### PROBLEM SET
a – Rewrite the lifelong learning article from "Unfortunately, the world" up to and including "and grow professionally?", replacing "employer" with "manager".
b – According to the lifelong learning article, how much input from your employer are you likely to get in the world of work?

### GIVEN TEXT

Lifelong learning: how can we reflect and improve from the situations we face?

When we begin in the world of work, it is very easy to breathe a sigh of relief that we no longer have formal lectures to attend and stressful exams to revise for and complete.

The world of work can feel like somewhat of a break – we can turn up, do our jobs and not worry about quizzes and consistent reflection on our learning. Not every situation we face in life has to be analysed to the nth degree and reflected on for a university demanded reflection log, right?

Unfortunately, the world of work shifts us to our next type of learning. The leap from A-levels to university-level learning is difficult, but the jump to the world of work is a further jump yet.

There is likely to be only very limited input from your employer, and no one chasing you up to do any reflection. However, without reflection, how are you going to learn from your successes and your failures? How are you going to become a better vet? How are you going to identify areas that you need to work on, address these weaknesses and grow professionally?

Unfortunately, this is lifelong learning, and it has to be driven by you.

### DATA TO EXAMINE

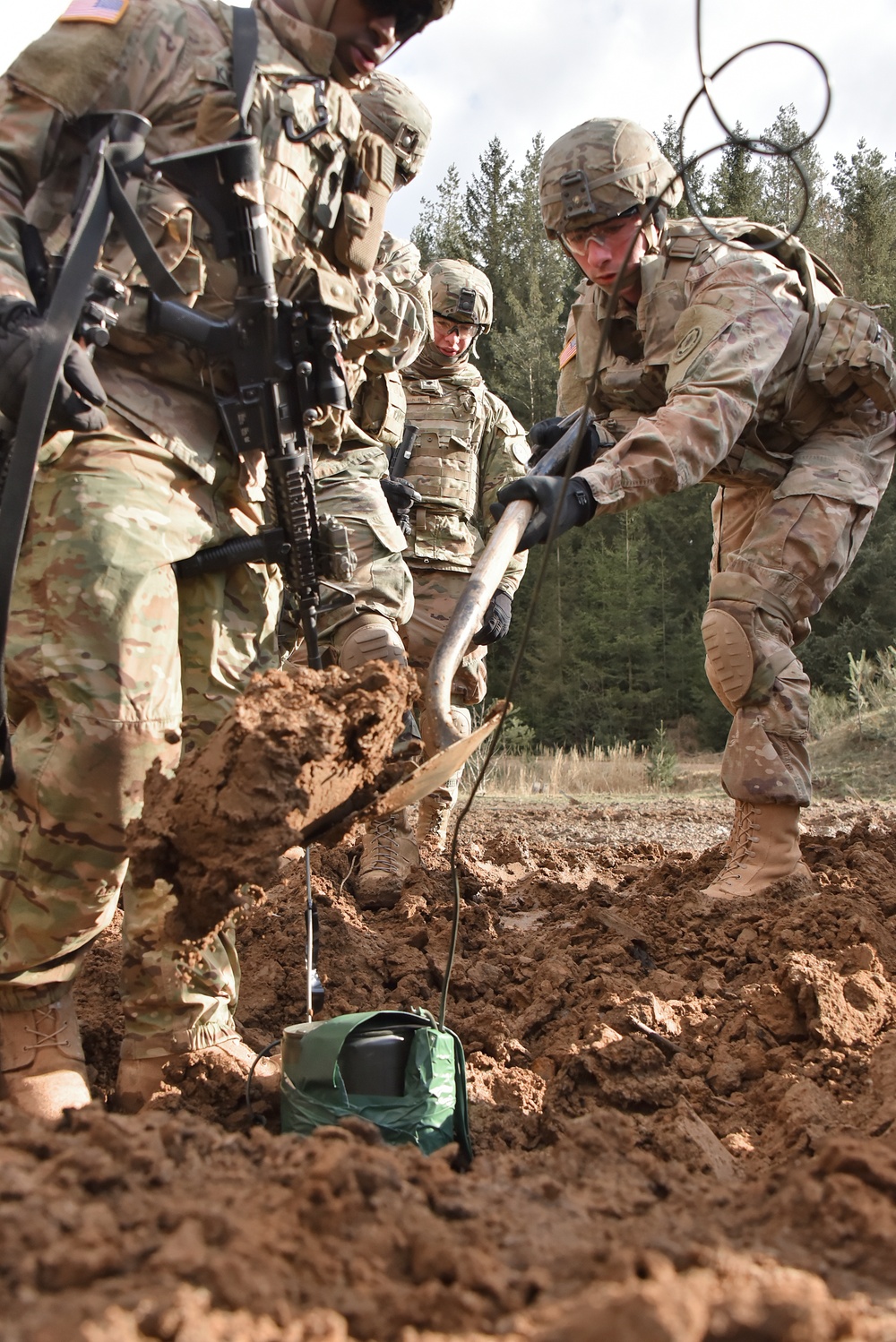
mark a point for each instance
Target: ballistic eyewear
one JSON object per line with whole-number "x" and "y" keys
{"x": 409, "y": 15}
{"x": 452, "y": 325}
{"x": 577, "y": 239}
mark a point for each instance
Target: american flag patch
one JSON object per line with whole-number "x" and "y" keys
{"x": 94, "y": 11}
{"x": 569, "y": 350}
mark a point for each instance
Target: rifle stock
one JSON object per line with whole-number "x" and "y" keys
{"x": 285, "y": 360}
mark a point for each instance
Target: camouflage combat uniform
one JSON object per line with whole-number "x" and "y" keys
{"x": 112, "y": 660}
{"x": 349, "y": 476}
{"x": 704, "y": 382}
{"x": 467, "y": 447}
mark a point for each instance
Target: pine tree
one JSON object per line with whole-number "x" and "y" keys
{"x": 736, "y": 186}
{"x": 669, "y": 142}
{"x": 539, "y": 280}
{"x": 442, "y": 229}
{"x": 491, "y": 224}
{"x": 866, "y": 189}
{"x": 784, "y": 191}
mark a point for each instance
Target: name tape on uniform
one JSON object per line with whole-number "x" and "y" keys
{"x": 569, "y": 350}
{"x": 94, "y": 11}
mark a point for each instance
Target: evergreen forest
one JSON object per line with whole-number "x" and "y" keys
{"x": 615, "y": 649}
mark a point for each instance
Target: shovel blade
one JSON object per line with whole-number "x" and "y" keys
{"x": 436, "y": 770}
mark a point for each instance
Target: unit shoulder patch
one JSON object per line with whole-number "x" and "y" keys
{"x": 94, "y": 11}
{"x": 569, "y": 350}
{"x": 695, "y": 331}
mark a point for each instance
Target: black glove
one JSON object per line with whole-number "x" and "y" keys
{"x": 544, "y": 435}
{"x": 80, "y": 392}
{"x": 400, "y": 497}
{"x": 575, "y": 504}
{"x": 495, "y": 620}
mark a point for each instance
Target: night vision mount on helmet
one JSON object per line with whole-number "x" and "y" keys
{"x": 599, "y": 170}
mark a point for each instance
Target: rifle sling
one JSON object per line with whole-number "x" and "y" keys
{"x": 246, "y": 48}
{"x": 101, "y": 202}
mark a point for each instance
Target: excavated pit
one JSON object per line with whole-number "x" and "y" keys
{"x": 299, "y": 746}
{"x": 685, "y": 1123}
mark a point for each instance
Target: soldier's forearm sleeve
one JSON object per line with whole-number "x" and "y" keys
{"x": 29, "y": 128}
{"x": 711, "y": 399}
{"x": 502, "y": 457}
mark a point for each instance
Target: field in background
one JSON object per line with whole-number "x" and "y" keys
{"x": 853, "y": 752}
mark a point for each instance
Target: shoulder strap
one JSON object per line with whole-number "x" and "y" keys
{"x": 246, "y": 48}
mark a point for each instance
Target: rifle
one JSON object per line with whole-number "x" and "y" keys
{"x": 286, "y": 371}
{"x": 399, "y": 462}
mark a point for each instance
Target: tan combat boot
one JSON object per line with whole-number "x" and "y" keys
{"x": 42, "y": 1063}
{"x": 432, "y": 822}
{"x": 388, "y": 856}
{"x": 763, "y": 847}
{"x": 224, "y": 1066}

...

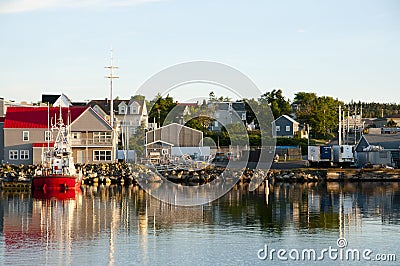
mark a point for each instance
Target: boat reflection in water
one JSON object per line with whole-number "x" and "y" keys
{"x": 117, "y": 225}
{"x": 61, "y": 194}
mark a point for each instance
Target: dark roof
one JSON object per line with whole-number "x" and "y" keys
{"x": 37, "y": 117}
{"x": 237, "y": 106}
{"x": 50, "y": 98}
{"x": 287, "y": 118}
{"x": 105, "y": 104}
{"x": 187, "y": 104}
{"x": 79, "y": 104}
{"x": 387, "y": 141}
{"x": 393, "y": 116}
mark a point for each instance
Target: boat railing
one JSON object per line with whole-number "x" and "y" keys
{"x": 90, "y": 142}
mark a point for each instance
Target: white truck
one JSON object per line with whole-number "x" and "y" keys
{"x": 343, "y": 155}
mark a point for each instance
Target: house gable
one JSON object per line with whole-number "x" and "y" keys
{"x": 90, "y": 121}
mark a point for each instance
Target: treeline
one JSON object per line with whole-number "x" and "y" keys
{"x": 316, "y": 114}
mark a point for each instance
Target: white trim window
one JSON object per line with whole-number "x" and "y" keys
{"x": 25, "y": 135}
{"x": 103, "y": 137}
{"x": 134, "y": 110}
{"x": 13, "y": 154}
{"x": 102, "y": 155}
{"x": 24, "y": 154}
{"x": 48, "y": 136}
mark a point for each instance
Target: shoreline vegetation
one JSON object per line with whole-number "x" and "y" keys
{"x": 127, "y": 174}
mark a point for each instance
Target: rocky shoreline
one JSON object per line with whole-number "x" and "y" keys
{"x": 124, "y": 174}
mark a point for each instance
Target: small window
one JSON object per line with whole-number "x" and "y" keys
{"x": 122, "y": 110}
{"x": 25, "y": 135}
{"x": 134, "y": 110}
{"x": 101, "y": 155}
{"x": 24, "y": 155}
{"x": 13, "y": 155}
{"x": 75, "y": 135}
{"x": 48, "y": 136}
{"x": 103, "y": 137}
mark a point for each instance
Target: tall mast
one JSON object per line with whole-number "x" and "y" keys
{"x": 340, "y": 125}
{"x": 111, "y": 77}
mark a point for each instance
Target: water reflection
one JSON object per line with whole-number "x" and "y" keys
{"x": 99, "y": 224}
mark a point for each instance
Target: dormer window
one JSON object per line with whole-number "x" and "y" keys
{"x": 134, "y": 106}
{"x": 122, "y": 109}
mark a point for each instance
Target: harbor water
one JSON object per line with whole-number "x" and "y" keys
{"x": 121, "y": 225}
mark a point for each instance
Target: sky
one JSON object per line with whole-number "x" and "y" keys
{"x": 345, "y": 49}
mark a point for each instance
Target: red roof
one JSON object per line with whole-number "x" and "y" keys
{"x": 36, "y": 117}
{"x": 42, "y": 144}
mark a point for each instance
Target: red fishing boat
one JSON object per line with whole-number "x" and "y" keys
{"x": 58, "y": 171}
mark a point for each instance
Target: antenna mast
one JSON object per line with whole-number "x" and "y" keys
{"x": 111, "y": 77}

### SOLUTION SET
a –
Unfortunately, the world of work shifts us to our next type of learning. The leap from A-levels to university-level learning is difficult, but the jump to the world of work is a further jump yet.

There is likely to be only very limited input from your manager, and no one chasing you up to do any reflection. However, without reflection, how are you going to learn from your successes and your failures? How are you going to become a better vet? How are you going to identify areas that you need to work on, address these weaknesses and grow professionally?

b – Only very limited input.